━━━━━ Textauszug ━━━━━

Hamburg Wo die Pilzköpfe ein Schwein kauften

Vor 60 Jahren, am 17. August 1960, traten die Beatles erstmals auf. Eine strahlende Frau mit Ukulele erinnert heute an John, Paul, George und Ringo: Stefanie Hempel führt mit Live-Musik zu Schauplätzen, an denen die Karriere der Kultband startete.

 Der Beatles-Platz an der Reeperbahn würdigt John, Paul, George und Ringo mit Silhouetten aus Metall.

Der Beatles-Platz an der Reeperbahn würdigt John, Paul, George und Ringo mit Silhouetten aus Metall.

Foto: St. Pauli Museum, Hamburg

Das kann richtig peinlich werden: Eine Anfang-Vierzigerin erklärt ergrauten Beatles-Fans die Bandgeschichte und schmettert zwischendurch Hits der Fab Four zur Ukulele – „bitte mitsingen!“ Bei so was haben sich schon etliche Cover-Bands im Ton vergriffen. Nicht aber Stefanie Hempel. Nach ihren ersten Akkorden von „Please, Please Me“ ist klar: Die gebürtige Mecklenburgerin hat auch diese Gruppe mit toller Stimme und Strahle-Charme erobert. Gesundheitsschuhe der Gäste wippen im Takt, ihre Besitzer singen vom Refrain mindestens schon mal das „oh yeah“ mit. Mit diesem sympathischen Auftakt hat Stefanie Hempel das „Ticket To Ride“ bei ihren Gästen gelöst, gespannt erwarten sie nun ihre Geschichten, und die gibt es – etwa am Beatles-Platz, einer stilisierten XXL-Schallplatte mit den fünf Musikern aus Edelstahl drauf.

Hier kamen sie an, im Sommer 1960, Milchbubis mit Elvis-Tolle und mackerhaften Lederjacken allesamt, zum ersten Mal von zu Hause weg und bloß dritte Wahl. Denn nur, weil zwei andere Liverpooler Bands abgesagt hatten, wurden die Beatles engagiert. „Mit Schlagzeug“ stand im Vertrag. Hatten John, Paul, George und der damals zur Band gehörende Stuart Sutcliff aber nicht. Weshalb sie ihren Kumpel Pete Best zum Hamburg-Trip überredeten, denn er hatte kurz zuvor wenigstens ein paar Trommeln und Becken geschenkt bekommen. Stefanie Hempel erzählt das weder im Stile einer allwissenden Diplom-Beatologin noch mit Star-Heiligenschein, sondern sympathisch augenzwinkernd, und zeigt dazu Fotos in einer Mappe.

━━━━━

## Aufgabenstellung
Kopiere aus dem Text über die Beatles in Hamburg wortgetreu den Abschnitt, der mit „Vor 60 Jahren, am“ beginnt und sich bis einschließlich „der Kultband startete.“ fortsetzt.

━━━━━ Datensätze ━━━━━

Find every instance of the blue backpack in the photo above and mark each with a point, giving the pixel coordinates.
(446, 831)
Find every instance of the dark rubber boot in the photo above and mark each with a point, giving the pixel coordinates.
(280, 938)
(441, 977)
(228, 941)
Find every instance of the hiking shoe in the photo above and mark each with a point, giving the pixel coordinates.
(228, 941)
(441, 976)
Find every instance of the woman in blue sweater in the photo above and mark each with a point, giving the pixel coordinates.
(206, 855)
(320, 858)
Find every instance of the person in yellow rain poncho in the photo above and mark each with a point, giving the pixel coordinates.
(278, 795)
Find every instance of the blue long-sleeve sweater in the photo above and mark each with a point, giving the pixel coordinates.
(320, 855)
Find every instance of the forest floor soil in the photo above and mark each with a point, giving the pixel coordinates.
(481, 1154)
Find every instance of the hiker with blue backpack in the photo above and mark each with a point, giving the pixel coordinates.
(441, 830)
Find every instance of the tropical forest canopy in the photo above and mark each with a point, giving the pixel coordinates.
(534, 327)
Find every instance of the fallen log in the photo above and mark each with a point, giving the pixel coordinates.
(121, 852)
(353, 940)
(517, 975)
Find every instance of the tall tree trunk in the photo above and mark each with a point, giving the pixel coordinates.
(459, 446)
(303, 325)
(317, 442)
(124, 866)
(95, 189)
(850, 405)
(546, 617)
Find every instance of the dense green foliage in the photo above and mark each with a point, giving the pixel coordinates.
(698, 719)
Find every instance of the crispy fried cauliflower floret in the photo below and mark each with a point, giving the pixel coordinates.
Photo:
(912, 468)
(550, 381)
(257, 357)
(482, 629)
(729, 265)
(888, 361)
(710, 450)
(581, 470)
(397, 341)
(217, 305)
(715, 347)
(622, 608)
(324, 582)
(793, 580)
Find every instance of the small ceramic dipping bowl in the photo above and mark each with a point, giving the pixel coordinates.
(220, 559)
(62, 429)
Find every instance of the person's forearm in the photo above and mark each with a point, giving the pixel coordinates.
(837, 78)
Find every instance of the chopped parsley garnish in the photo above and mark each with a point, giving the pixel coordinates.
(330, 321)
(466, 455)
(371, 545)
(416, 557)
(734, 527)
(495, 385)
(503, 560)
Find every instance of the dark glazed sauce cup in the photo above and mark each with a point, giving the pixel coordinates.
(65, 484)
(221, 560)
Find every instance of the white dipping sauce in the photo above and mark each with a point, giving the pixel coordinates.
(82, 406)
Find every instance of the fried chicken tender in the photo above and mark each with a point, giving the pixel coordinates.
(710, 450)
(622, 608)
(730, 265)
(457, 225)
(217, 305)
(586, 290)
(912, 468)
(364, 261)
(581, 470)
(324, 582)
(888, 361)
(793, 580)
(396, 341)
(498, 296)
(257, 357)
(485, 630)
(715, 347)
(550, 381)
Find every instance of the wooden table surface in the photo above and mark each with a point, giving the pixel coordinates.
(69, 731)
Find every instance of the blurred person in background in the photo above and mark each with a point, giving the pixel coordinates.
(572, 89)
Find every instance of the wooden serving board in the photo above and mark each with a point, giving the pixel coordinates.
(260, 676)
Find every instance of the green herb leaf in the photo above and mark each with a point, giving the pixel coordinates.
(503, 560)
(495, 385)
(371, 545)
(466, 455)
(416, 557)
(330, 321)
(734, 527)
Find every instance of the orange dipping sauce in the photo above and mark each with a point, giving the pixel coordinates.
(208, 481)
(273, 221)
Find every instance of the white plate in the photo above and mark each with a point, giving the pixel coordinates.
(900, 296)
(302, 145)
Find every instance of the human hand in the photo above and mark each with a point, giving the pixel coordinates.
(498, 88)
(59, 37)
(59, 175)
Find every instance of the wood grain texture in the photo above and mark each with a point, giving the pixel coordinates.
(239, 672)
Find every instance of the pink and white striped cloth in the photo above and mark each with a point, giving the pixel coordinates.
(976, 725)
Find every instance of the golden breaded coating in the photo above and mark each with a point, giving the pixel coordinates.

━━━━━

## Lösung
Vor 60 Jahren, am 17. August 1960, traten die Beatles erstmals auf. Eine strahlende Frau mit Ukulele erinnert heute an John, Paul, George und Ringo: Stefanie Hempel führt mit Live-Musik zu Schauplätzen, an denen die Karriere der Kultband startete.